DATASET:
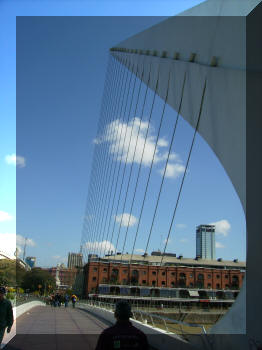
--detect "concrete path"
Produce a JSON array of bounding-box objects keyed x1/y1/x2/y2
[{"x1": 4, "y1": 306, "x2": 109, "y2": 350}]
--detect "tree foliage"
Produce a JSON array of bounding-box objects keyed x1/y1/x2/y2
[{"x1": 0, "y1": 259, "x2": 26, "y2": 287}]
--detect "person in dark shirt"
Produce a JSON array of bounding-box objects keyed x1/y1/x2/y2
[
  {"x1": 0, "y1": 287, "x2": 14, "y2": 345},
  {"x1": 96, "y1": 301, "x2": 149, "y2": 350}
]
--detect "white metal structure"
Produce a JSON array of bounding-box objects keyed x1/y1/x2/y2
[{"x1": 108, "y1": 0, "x2": 262, "y2": 349}]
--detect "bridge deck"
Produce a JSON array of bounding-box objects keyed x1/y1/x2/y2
[{"x1": 4, "y1": 306, "x2": 108, "y2": 350}]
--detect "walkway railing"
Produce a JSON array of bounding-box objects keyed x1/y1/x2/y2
[{"x1": 81, "y1": 300, "x2": 206, "y2": 336}]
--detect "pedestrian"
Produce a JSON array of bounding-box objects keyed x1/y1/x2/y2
[
  {"x1": 0, "y1": 287, "x2": 14, "y2": 346},
  {"x1": 54, "y1": 293, "x2": 59, "y2": 307},
  {"x1": 65, "y1": 294, "x2": 69, "y2": 307},
  {"x1": 71, "y1": 294, "x2": 76, "y2": 308},
  {"x1": 96, "y1": 301, "x2": 149, "y2": 350}
]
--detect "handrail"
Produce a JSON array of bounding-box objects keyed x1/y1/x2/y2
[{"x1": 82, "y1": 300, "x2": 206, "y2": 334}]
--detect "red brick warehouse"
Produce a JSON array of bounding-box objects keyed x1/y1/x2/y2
[{"x1": 85, "y1": 254, "x2": 245, "y2": 294}]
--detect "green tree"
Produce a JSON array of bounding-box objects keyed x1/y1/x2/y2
[{"x1": 21, "y1": 268, "x2": 56, "y2": 294}]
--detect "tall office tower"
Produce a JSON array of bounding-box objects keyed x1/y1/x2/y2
[
  {"x1": 25, "y1": 256, "x2": 36, "y2": 269},
  {"x1": 196, "y1": 225, "x2": 216, "y2": 260},
  {"x1": 67, "y1": 253, "x2": 83, "y2": 269}
]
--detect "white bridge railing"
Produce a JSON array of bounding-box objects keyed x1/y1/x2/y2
[{"x1": 81, "y1": 300, "x2": 206, "y2": 339}]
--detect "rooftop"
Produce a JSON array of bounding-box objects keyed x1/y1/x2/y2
[{"x1": 96, "y1": 254, "x2": 246, "y2": 269}]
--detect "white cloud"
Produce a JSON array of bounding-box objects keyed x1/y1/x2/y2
[
  {"x1": 101, "y1": 117, "x2": 181, "y2": 166},
  {"x1": 0, "y1": 210, "x2": 13, "y2": 222},
  {"x1": 159, "y1": 163, "x2": 185, "y2": 179},
  {"x1": 5, "y1": 153, "x2": 25, "y2": 168},
  {"x1": 135, "y1": 248, "x2": 145, "y2": 254},
  {"x1": 16, "y1": 235, "x2": 35, "y2": 247},
  {"x1": 115, "y1": 213, "x2": 137, "y2": 227},
  {"x1": 52, "y1": 255, "x2": 67, "y2": 264},
  {"x1": 0, "y1": 233, "x2": 35, "y2": 257},
  {"x1": 176, "y1": 224, "x2": 187, "y2": 228},
  {"x1": 93, "y1": 137, "x2": 103, "y2": 145},
  {"x1": 216, "y1": 242, "x2": 225, "y2": 248},
  {"x1": 84, "y1": 241, "x2": 115, "y2": 254},
  {"x1": 210, "y1": 220, "x2": 231, "y2": 236},
  {"x1": 0, "y1": 233, "x2": 16, "y2": 258}
]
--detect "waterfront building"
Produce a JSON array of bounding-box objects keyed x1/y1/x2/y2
[{"x1": 67, "y1": 253, "x2": 83, "y2": 269}]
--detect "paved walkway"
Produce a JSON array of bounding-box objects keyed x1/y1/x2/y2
[{"x1": 4, "y1": 306, "x2": 109, "y2": 350}]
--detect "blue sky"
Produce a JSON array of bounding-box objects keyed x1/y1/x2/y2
[{"x1": 0, "y1": 0, "x2": 245, "y2": 266}]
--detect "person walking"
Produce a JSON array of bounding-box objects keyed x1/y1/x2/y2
[
  {"x1": 65, "y1": 294, "x2": 69, "y2": 307},
  {"x1": 96, "y1": 301, "x2": 149, "y2": 350},
  {"x1": 0, "y1": 287, "x2": 14, "y2": 346},
  {"x1": 71, "y1": 294, "x2": 76, "y2": 308}
]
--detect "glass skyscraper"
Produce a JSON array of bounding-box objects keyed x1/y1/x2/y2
[{"x1": 196, "y1": 225, "x2": 216, "y2": 260}]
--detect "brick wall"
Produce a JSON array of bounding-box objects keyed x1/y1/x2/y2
[{"x1": 85, "y1": 262, "x2": 244, "y2": 294}]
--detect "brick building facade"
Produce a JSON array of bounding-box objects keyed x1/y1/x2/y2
[
  {"x1": 43, "y1": 267, "x2": 77, "y2": 288},
  {"x1": 85, "y1": 254, "x2": 245, "y2": 294}
]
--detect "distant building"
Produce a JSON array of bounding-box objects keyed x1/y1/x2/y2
[
  {"x1": 25, "y1": 256, "x2": 36, "y2": 269},
  {"x1": 42, "y1": 264, "x2": 77, "y2": 289},
  {"x1": 196, "y1": 225, "x2": 216, "y2": 260},
  {"x1": 67, "y1": 253, "x2": 83, "y2": 269}
]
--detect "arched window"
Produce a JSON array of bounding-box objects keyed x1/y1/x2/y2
[
  {"x1": 197, "y1": 273, "x2": 205, "y2": 288},
  {"x1": 131, "y1": 270, "x2": 139, "y2": 285},
  {"x1": 178, "y1": 272, "x2": 186, "y2": 288},
  {"x1": 232, "y1": 275, "x2": 239, "y2": 289},
  {"x1": 110, "y1": 269, "x2": 119, "y2": 283}
]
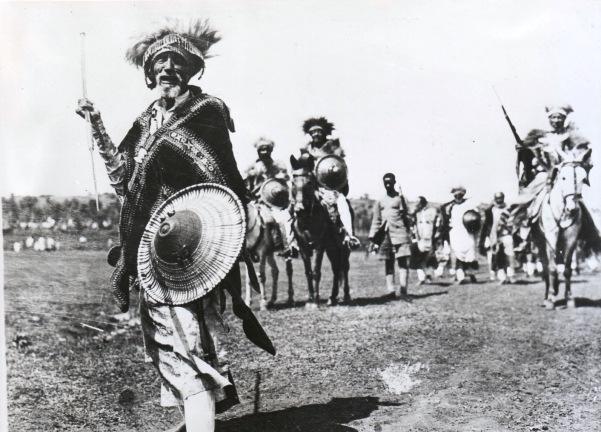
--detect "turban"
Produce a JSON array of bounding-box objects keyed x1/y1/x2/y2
[
  {"x1": 125, "y1": 20, "x2": 221, "y2": 88},
  {"x1": 545, "y1": 104, "x2": 574, "y2": 117},
  {"x1": 255, "y1": 137, "x2": 275, "y2": 150}
]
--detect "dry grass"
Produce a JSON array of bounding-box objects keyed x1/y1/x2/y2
[{"x1": 5, "y1": 251, "x2": 601, "y2": 432}]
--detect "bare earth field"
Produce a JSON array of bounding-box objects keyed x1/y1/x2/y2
[{"x1": 5, "y1": 251, "x2": 601, "y2": 432}]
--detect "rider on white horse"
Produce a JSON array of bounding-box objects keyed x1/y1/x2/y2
[
  {"x1": 244, "y1": 137, "x2": 298, "y2": 255},
  {"x1": 512, "y1": 105, "x2": 601, "y2": 252},
  {"x1": 300, "y1": 117, "x2": 359, "y2": 246}
]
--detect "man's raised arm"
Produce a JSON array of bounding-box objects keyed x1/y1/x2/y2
[{"x1": 75, "y1": 99, "x2": 125, "y2": 196}]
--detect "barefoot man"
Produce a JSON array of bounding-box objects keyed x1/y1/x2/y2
[{"x1": 77, "y1": 21, "x2": 274, "y2": 432}]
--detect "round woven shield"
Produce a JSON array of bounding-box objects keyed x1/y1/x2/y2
[
  {"x1": 259, "y1": 179, "x2": 290, "y2": 208},
  {"x1": 138, "y1": 183, "x2": 246, "y2": 305},
  {"x1": 463, "y1": 210, "x2": 482, "y2": 234},
  {"x1": 315, "y1": 155, "x2": 348, "y2": 190}
]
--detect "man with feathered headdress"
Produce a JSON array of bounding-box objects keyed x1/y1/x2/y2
[
  {"x1": 244, "y1": 137, "x2": 298, "y2": 256},
  {"x1": 77, "y1": 21, "x2": 273, "y2": 431},
  {"x1": 300, "y1": 117, "x2": 359, "y2": 247}
]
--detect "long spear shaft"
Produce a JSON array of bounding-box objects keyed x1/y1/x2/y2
[{"x1": 81, "y1": 32, "x2": 100, "y2": 211}]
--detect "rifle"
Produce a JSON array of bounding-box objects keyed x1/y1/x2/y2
[
  {"x1": 80, "y1": 32, "x2": 100, "y2": 211},
  {"x1": 492, "y1": 86, "x2": 524, "y2": 148},
  {"x1": 491, "y1": 86, "x2": 531, "y2": 184}
]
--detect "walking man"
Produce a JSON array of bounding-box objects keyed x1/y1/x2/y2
[
  {"x1": 77, "y1": 21, "x2": 275, "y2": 432},
  {"x1": 369, "y1": 173, "x2": 411, "y2": 298}
]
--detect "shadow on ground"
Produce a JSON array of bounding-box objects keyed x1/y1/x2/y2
[
  {"x1": 215, "y1": 397, "x2": 400, "y2": 432},
  {"x1": 555, "y1": 297, "x2": 601, "y2": 308}
]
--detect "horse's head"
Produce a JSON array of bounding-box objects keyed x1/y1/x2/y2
[
  {"x1": 553, "y1": 150, "x2": 590, "y2": 213},
  {"x1": 290, "y1": 156, "x2": 317, "y2": 213}
]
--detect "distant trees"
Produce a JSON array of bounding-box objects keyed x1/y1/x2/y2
[{"x1": 2, "y1": 194, "x2": 120, "y2": 228}]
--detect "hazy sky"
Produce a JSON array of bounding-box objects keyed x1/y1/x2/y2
[{"x1": 0, "y1": 0, "x2": 601, "y2": 207}]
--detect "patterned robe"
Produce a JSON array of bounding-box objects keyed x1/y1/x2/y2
[{"x1": 91, "y1": 86, "x2": 273, "y2": 412}]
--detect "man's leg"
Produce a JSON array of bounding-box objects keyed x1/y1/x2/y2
[
  {"x1": 502, "y1": 235, "x2": 515, "y2": 283},
  {"x1": 184, "y1": 391, "x2": 215, "y2": 432},
  {"x1": 384, "y1": 258, "x2": 396, "y2": 295},
  {"x1": 336, "y1": 193, "x2": 359, "y2": 246},
  {"x1": 397, "y1": 256, "x2": 409, "y2": 297}
]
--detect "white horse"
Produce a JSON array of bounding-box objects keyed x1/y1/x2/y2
[
  {"x1": 533, "y1": 152, "x2": 588, "y2": 309},
  {"x1": 245, "y1": 204, "x2": 294, "y2": 310}
]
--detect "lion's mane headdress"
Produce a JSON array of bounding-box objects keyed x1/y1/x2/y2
[
  {"x1": 125, "y1": 20, "x2": 221, "y2": 88},
  {"x1": 303, "y1": 117, "x2": 334, "y2": 136}
]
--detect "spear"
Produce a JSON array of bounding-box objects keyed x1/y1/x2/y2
[{"x1": 80, "y1": 32, "x2": 100, "y2": 211}]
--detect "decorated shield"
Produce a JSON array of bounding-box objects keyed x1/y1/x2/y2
[
  {"x1": 463, "y1": 210, "x2": 482, "y2": 234},
  {"x1": 315, "y1": 155, "x2": 348, "y2": 191},
  {"x1": 259, "y1": 179, "x2": 290, "y2": 208},
  {"x1": 138, "y1": 183, "x2": 246, "y2": 305}
]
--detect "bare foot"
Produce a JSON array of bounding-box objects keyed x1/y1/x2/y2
[{"x1": 165, "y1": 421, "x2": 186, "y2": 432}]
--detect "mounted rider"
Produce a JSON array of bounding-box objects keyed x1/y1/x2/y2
[
  {"x1": 76, "y1": 21, "x2": 275, "y2": 431},
  {"x1": 511, "y1": 105, "x2": 601, "y2": 252},
  {"x1": 244, "y1": 137, "x2": 298, "y2": 256},
  {"x1": 299, "y1": 117, "x2": 359, "y2": 247}
]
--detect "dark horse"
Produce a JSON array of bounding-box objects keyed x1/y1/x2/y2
[{"x1": 290, "y1": 156, "x2": 351, "y2": 307}]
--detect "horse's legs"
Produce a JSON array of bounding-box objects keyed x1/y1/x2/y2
[
  {"x1": 286, "y1": 258, "x2": 294, "y2": 304},
  {"x1": 259, "y1": 252, "x2": 267, "y2": 310},
  {"x1": 532, "y1": 226, "x2": 555, "y2": 309},
  {"x1": 301, "y1": 250, "x2": 315, "y2": 303},
  {"x1": 326, "y1": 248, "x2": 342, "y2": 305},
  {"x1": 563, "y1": 231, "x2": 578, "y2": 308},
  {"x1": 243, "y1": 264, "x2": 251, "y2": 306},
  {"x1": 341, "y1": 248, "x2": 351, "y2": 303},
  {"x1": 313, "y1": 248, "x2": 325, "y2": 305},
  {"x1": 267, "y1": 253, "x2": 280, "y2": 306}
]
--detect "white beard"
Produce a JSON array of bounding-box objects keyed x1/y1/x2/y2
[{"x1": 158, "y1": 84, "x2": 184, "y2": 99}]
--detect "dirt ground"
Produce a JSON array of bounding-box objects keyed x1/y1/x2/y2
[{"x1": 5, "y1": 251, "x2": 601, "y2": 432}]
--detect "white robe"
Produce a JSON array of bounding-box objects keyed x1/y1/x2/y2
[{"x1": 449, "y1": 199, "x2": 478, "y2": 263}]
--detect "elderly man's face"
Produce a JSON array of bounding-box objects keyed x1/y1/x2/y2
[
  {"x1": 309, "y1": 128, "x2": 325, "y2": 145},
  {"x1": 382, "y1": 177, "x2": 396, "y2": 192},
  {"x1": 257, "y1": 145, "x2": 272, "y2": 159},
  {"x1": 153, "y1": 52, "x2": 191, "y2": 99},
  {"x1": 453, "y1": 190, "x2": 465, "y2": 201},
  {"x1": 549, "y1": 113, "x2": 566, "y2": 131}
]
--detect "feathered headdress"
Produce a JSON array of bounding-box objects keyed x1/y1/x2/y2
[
  {"x1": 303, "y1": 117, "x2": 334, "y2": 136},
  {"x1": 545, "y1": 104, "x2": 574, "y2": 117},
  {"x1": 254, "y1": 137, "x2": 275, "y2": 149},
  {"x1": 125, "y1": 20, "x2": 221, "y2": 88}
]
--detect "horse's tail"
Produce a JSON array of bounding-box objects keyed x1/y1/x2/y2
[{"x1": 578, "y1": 202, "x2": 601, "y2": 256}]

WRITTEN REQUEST:
Select every line from the records above that contains the word "person", matching case exactly.

CORRECT RESPONSE:
--detect "person in dark shirt"
--detect "person walking"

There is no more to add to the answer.